* _DIRECTIONS FOR THIS TASK_
Return only the lines starting at the line that contains "Find the slate" and ending with the final line of the listing; include both endpoints.
------ RECORDS TO USE ------
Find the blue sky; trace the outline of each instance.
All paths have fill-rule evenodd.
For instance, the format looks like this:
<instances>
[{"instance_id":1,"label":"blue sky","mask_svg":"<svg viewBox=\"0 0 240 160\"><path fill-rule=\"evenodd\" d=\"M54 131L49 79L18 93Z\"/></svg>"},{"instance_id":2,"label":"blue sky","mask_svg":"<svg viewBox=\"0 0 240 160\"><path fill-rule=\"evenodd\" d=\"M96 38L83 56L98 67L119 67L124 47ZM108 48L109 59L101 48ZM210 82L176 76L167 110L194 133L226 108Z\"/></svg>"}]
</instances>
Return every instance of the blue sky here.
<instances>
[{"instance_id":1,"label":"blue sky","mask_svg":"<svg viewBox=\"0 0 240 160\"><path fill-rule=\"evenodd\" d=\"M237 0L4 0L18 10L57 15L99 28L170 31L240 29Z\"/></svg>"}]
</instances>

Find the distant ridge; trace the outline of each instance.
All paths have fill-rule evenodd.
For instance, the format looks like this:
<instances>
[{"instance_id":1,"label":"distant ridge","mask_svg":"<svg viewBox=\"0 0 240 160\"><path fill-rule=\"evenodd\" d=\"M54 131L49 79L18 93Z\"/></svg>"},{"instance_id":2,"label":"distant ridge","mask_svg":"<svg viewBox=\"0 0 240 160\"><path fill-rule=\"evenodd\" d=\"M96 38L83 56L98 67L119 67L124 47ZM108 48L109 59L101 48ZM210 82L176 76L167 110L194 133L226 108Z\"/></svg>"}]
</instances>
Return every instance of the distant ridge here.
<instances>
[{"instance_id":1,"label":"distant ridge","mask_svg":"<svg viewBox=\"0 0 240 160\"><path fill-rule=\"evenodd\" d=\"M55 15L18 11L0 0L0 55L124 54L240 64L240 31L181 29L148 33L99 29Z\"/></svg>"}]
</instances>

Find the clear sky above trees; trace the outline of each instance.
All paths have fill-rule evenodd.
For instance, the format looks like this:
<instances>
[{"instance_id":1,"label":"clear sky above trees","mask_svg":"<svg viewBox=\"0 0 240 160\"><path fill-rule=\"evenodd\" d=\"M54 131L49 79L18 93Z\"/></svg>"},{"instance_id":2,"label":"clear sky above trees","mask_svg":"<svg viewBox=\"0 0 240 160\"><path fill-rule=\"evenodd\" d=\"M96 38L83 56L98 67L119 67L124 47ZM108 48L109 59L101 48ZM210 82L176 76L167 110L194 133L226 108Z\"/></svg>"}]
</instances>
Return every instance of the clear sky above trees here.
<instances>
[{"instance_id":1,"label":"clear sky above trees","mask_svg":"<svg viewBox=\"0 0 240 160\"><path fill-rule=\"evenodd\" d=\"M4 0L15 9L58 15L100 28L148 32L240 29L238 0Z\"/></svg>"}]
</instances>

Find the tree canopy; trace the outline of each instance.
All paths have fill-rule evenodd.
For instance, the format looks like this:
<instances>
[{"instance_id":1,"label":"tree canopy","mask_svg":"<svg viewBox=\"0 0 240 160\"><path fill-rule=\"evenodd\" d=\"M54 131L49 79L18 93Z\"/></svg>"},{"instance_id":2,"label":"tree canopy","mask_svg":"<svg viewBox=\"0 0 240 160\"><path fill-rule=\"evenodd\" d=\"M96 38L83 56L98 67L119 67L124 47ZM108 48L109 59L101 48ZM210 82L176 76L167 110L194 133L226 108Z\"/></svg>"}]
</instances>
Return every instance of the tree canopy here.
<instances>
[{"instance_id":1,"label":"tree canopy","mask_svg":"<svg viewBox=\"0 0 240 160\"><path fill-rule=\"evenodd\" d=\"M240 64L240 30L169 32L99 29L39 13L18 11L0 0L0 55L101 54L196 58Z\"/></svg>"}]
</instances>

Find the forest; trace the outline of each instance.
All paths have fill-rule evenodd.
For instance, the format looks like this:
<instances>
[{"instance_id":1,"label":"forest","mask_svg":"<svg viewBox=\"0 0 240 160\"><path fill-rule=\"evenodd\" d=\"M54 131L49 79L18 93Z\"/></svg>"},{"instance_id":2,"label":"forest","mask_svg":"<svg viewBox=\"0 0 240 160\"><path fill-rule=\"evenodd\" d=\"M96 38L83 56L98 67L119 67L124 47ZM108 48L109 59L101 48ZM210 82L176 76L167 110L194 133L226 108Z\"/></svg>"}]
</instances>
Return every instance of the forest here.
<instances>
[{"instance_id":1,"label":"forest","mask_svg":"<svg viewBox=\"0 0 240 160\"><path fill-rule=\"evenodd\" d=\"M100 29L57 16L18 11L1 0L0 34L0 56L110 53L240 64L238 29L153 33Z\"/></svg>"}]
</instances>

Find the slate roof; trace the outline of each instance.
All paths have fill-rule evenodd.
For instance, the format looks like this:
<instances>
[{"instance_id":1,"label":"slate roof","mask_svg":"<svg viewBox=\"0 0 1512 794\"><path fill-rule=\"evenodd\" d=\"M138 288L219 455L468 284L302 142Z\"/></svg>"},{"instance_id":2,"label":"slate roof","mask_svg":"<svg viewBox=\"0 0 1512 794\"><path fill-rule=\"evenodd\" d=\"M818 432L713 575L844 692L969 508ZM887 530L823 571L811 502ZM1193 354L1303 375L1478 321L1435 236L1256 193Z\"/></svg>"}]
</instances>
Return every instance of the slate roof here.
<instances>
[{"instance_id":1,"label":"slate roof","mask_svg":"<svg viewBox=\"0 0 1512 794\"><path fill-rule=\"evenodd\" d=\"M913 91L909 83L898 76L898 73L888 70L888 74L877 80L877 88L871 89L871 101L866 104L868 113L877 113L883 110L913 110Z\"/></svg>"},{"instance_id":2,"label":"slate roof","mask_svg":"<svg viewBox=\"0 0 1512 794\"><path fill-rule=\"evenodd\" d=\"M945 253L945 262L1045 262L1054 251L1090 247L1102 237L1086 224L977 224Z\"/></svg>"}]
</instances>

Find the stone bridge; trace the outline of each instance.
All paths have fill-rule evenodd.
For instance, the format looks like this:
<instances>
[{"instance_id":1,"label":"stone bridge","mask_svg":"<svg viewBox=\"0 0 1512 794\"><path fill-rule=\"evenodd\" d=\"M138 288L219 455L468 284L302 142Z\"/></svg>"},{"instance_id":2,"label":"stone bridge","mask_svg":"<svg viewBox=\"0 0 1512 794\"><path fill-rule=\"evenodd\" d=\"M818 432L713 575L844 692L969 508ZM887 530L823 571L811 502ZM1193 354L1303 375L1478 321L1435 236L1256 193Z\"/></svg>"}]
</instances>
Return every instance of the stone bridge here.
------
* _TASK ANSWER_
Find the slate roof; trace the outline of each instance.
All paths have fill-rule evenodd.
For instance, the format looks like this:
<instances>
[{"instance_id":1,"label":"slate roof","mask_svg":"<svg viewBox=\"0 0 1512 794\"><path fill-rule=\"evenodd\" d=\"M138 288L219 455L468 284L302 142Z\"/></svg>"},{"instance_id":2,"label":"slate roof","mask_svg":"<svg viewBox=\"0 0 1512 794\"><path fill-rule=\"evenodd\" d=\"M818 432L713 575L844 692L969 508ZM887 530L823 571L811 502ZM1193 354L1303 375L1478 321L1435 236L1256 193Z\"/></svg>"}]
</instances>
Return every instance of the slate roof here.
<instances>
[{"instance_id":1,"label":"slate roof","mask_svg":"<svg viewBox=\"0 0 1512 794\"><path fill-rule=\"evenodd\" d=\"M913 91L909 83L898 76L898 73L888 70L888 74L877 80L877 88L871 89L871 101L866 104L868 113L877 113L883 110L913 110Z\"/></svg>"},{"instance_id":2,"label":"slate roof","mask_svg":"<svg viewBox=\"0 0 1512 794\"><path fill-rule=\"evenodd\" d=\"M945 253L945 262L1045 262L1054 251L1090 247L1102 237L1086 224L977 224Z\"/></svg>"}]
</instances>

Find the stone bridge; trace the outline of each instance.
All paths have fill-rule evenodd.
For instance, the format looks like this:
<instances>
[{"instance_id":1,"label":"stone bridge","mask_svg":"<svg viewBox=\"0 0 1512 794\"><path fill-rule=\"evenodd\" d=\"M138 288L219 455L468 284L302 142Z\"/></svg>"},{"instance_id":2,"label":"stone bridge","mask_svg":"<svg viewBox=\"0 0 1512 794\"><path fill-rule=\"evenodd\" d=\"M818 432L713 575L844 692L969 508ZM887 530L823 571L811 502ZM1193 354L1303 375L1478 321L1435 236L1256 193Z\"/></svg>"}]
</instances>
Return every instance of the stone bridge here.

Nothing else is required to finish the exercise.